▶ **EXERCISE**
All entries below are to be reproduced precisely as they stand, without the pictures.

START GIVEN DATA

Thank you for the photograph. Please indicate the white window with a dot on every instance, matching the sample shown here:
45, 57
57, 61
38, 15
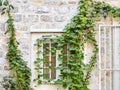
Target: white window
109, 57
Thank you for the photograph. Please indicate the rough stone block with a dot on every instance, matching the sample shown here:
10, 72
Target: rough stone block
59, 18
42, 9
17, 17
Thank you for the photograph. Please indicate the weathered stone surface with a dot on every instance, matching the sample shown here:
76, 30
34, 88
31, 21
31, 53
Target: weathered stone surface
46, 18
63, 10
59, 18
42, 9
51, 2
17, 17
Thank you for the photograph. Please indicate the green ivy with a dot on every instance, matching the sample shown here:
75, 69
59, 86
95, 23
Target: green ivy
78, 32
19, 69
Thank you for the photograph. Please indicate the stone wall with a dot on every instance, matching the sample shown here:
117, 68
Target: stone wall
37, 14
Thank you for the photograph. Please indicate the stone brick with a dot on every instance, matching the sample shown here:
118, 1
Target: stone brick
42, 9
51, 2
63, 10
31, 18
46, 18
37, 26
55, 26
25, 1
28, 9
59, 18
17, 1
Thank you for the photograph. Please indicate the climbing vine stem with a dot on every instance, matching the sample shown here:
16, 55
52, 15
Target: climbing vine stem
19, 69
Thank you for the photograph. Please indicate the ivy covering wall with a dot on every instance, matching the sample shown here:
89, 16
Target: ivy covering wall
81, 30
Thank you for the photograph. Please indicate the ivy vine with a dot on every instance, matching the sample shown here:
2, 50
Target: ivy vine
76, 74
19, 69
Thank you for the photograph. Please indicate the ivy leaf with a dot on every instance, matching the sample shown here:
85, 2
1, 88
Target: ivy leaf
0, 2
6, 2
11, 6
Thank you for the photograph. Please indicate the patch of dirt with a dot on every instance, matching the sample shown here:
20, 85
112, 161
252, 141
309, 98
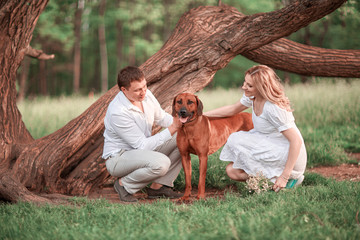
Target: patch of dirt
349, 172
109, 194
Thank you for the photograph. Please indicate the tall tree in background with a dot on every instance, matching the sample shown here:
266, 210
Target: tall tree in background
103, 50
77, 45
205, 40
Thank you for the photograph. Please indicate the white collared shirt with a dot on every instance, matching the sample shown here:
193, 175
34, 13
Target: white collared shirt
127, 127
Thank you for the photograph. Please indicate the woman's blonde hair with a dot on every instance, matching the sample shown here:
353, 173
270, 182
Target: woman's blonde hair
269, 86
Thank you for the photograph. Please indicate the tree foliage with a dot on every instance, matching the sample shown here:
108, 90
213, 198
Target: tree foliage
144, 28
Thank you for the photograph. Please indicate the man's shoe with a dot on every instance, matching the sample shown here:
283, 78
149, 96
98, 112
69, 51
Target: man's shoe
295, 182
123, 194
163, 192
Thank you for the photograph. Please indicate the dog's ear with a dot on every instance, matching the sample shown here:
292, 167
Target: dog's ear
173, 113
200, 106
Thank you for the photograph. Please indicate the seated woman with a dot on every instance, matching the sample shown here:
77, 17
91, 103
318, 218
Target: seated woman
275, 146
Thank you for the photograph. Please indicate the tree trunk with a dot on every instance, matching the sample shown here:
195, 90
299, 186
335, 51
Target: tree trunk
103, 51
205, 40
23, 77
77, 45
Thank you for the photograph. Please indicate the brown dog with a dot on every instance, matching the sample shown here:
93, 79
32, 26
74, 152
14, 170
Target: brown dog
202, 135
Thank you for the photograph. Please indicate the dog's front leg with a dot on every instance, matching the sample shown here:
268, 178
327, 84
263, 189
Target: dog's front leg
186, 162
203, 168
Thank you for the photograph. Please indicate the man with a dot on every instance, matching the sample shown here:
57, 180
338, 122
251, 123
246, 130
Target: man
132, 154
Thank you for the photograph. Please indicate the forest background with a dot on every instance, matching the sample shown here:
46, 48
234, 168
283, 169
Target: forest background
93, 39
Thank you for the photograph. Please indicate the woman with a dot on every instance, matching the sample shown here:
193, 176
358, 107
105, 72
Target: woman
275, 146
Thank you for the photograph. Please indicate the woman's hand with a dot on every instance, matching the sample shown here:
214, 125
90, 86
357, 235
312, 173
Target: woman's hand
280, 183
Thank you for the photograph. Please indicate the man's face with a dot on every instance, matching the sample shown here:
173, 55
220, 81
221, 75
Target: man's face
136, 91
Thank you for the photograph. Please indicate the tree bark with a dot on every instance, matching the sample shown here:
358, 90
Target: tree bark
77, 45
205, 40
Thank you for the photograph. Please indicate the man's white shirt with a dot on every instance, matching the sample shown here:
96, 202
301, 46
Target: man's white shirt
127, 127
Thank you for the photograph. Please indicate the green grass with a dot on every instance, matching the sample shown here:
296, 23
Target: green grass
326, 210
326, 114
45, 115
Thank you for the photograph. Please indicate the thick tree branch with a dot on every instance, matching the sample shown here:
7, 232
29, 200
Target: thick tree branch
307, 60
260, 29
39, 54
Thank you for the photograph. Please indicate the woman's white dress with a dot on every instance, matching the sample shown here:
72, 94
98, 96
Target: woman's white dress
264, 149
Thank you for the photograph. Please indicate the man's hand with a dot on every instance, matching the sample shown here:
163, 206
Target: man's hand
176, 125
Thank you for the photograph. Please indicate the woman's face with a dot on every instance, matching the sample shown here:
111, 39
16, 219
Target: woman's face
249, 87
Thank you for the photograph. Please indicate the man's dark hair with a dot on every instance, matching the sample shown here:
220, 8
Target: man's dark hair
127, 75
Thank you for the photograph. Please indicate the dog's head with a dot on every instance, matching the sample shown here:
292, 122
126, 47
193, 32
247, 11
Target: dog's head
187, 106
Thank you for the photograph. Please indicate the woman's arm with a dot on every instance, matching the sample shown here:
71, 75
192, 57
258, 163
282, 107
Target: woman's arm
294, 151
226, 111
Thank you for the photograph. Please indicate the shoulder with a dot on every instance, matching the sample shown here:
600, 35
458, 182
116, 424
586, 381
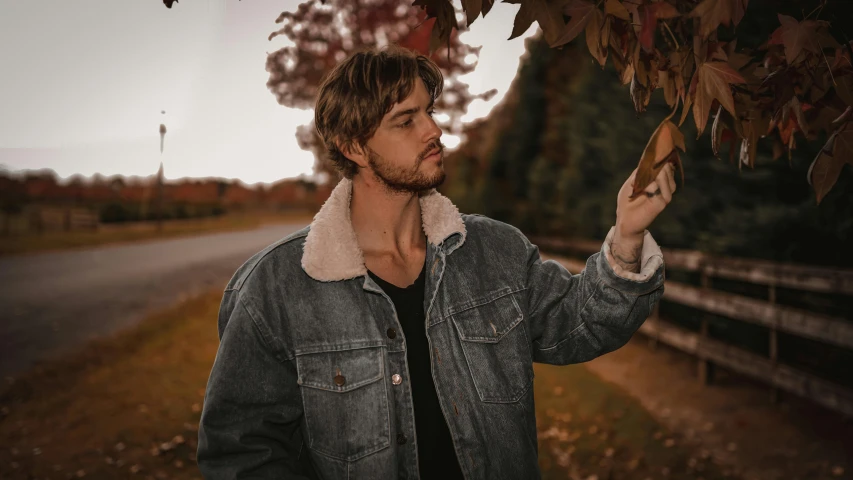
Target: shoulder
281, 256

END GIVEN DATA

▶ **WRITTEN RESPONSE**
Thank you for the photograph. Please indicate the white window with a dot on every instance, matching the sample shown here:
45, 57
57, 61
38, 15
Target: white window
109, 57
Thank you for the photograph. Please indicate the rough stone block with a dot on every instance, matching the sample shown here:
10, 72
Target: rough stone block
59, 18
42, 9
17, 17
Thank you for the photograph. Please indicate the weathered stone surface with a dot on every instance, matching the sample shown here:
76, 30
34, 88
31, 21
31, 53
Target: weathered stone surface
46, 18
63, 10
59, 18
42, 9
51, 2
17, 17
Thank you for the photograph. Please indicate the green ivy with a dot on every instance, matching the sample shown here:
75, 69
59, 86
95, 23
Target: green ivy
78, 32
19, 69
Thank you for the photograph. Please indicate the stone wall with a dot on every instance, matching the sample shown here:
117, 68
Target: stone wall
37, 14
Thank you for the photograph. Please indicate the stone brick with a dot on every instance, matching the sample shown here:
118, 1
Target: stone brick
42, 9
51, 2
63, 10
31, 18
46, 18
37, 26
55, 26
25, 1
28, 9
59, 18
17, 1
Thank you for the photograph. Please indicate the climbing vine stem with a dot on every instance, matching the sample shown here:
16, 55
52, 15
Target: climbing vine stem
19, 69
Thank you for the photograph. Please indicate the ivy covering wall with a dot on every instance, matching the sample shown here:
89, 16
Target: ivy covering wall
81, 30
Thank you for the photograph. Please indicate the ivy vine with a dot on every instance, matching the sample shown here:
2, 50
Target: ivy vine
76, 74
19, 69
Thank you for the photograph. Please indicate the ivy leaf with a dot on every instance, matching the sample shown here:
85, 2
1, 88
Target: ivy leaf
0, 2
6, 2
11, 6
Thank you for the photograph. Please indicate the patch of dirt with a dot on every instance, matching the sample shown here:
20, 85
112, 161
252, 141
309, 98
Target: patch of dirt
349, 172
109, 194
Thank you for the photograph. Please indicate the tall tree in background with a dot on every instance, matching the sample shown here:
266, 210
Target: tall tree in background
103, 50
77, 45
205, 40
Thank you for the photograph. Please indicate the white collared shirt with a dot on every instance, matching the sample shown here:
193, 175
34, 13
Target: white collared shirt
127, 127
Thank you for the photograph. Please indicate the woman's blonde hair with a dot on every instance, matching the sample shown here:
353, 173
270, 182
Target: woman's blonde hair
269, 86
Thank you for the photograph. Please indicate the tree foliage with a dot on every instance, matching the sample shown here:
108, 90
213, 198
Target: tree foliage
144, 28
Thank you for the photograph. Please indicate the man's shoe with a dot on every instance, matching the sample shown here:
283, 78
149, 96
98, 112
69, 51
Target: man's shoe
295, 182
123, 194
163, 192
Thank you for the photograph. Please indicate the dog's ear with a dot on every instance, matching the sample shown here:
292, 167
Target: dog's ear
173, 113
200, 106
Thank you for the photograph. Please indicate the seated woman with a dot on every instance, matching the sample shown here:
77, 17
91, 103
318, 218
Target: seated woman
275, 146
Thank you for the photograph. Please indicate the tree trunk with a dot on every instance, matching the sample shown here:
195, 90
299, 186
335, 51
Target: tree trunk
103, 51
205, 40
23, 77
77, 45
Thank you for the photograph. Please indicate the brown dog with a dot on every instance, matching the sample shown here:
93, 79
32, 26
74, 152
14, 170
Target: brown dog
202, 135
Thank you for the photograph. Please indicate the dog's front leg with a dot on every instance, matching the sample shown here:
268, 178
327, 84
263, 189
Target: dog's front leg
186, 162
203, 168
Thank you for the photograph. Please indicate the man with a dot on every instance, matching the sample shown here:
57, 180
338, 122
251, 123
246, 130
Target: man
132, 154
Thank you for the photograph. Please indicate the forest background with a dot on every instance, matching the sample shown here:
46, 48
234, 168
283, 169
Target: forest background
93, 39
Thank you for the photograph. Please indicate the woman with a dot on every instance, matching the sample shown here:
193, 176
358, 107
105, 72
Target: woman
275, 146
Thank you for the photograph. Please indicate the woman's hand with a dot on every instance, matching the sample shown here:
214, 125
90, 86
357, 235
312, 173
Target: woman's hand
280, 183
Thank you for the photograph. Please indicate the man's face with a dot on every instance, matching the sample shown here:
173, 55
220, 81
221, 75
Target: man's face
136, 91
Thank you for the photograph. Please indicate the tree bark with a dot on every instance, matching the sample shown here:
358, 90
Target: tree bark
77, 45
205, 40
Thank you for the photograph. Please indicate the man's white shirt with a dot on every instance, matching the sample shown here:
96, 202
301, 46
Target: man's white shirt
127, 127
Thank you for the photograph. Please indicate the green grass with a dot on every instance, matching the sample shown here:
296, 23
Target: green grass
326, 210
326, 114
45, 115
Thank you for the photograph. Please indicate the thick tree branch with a dot on every instance, matching the sample shown here:
7, 232
29, 200
Target: thick tree branch
307, 60
260, 29
39, 54
Thank you for the photograph. Please indicate the woman's white dress with a dot on every instance, matching the sample shown here:
72, 94
98, 96
Target: woman's white dress
264, 149
Thank you for the photograph. Please indicate the man's hand with a dot on every instance, matching the sample shown here:
163, 206
Target: man's hand
176, 125
Thank you for the photograph. Please indicate the woman's face with a dot on every instance, matching the sample shown here:
111, 39
16, 219
Target: woman's face
249, 87
Thank you for the photograph. Please indicate the man's dark hair with a dot on every instance, matching the sample shown here:
220, 8
Target: man's dark hair
127, 75
Thank you for the photograph. Please indicate the dog's head with a dot on every instance, matching the sample shown here:
292, 122
126, 47
193, 32
247, 11
Target: dog's head
187, 106
Thank you for the photograph. Please indicate the woman's arm with a dot on every instance, matching the sample shown here:
71, 75
192, 57
258, 163
282, 107
Target: woman's arm
294, 151
226, 111
Thank you for the photograph. Please indicate the shoulder with a dot on every instance, matching the sample shown here:
600, 35
458, 182
116, 424
586, 381
Target: shoulder
281, 256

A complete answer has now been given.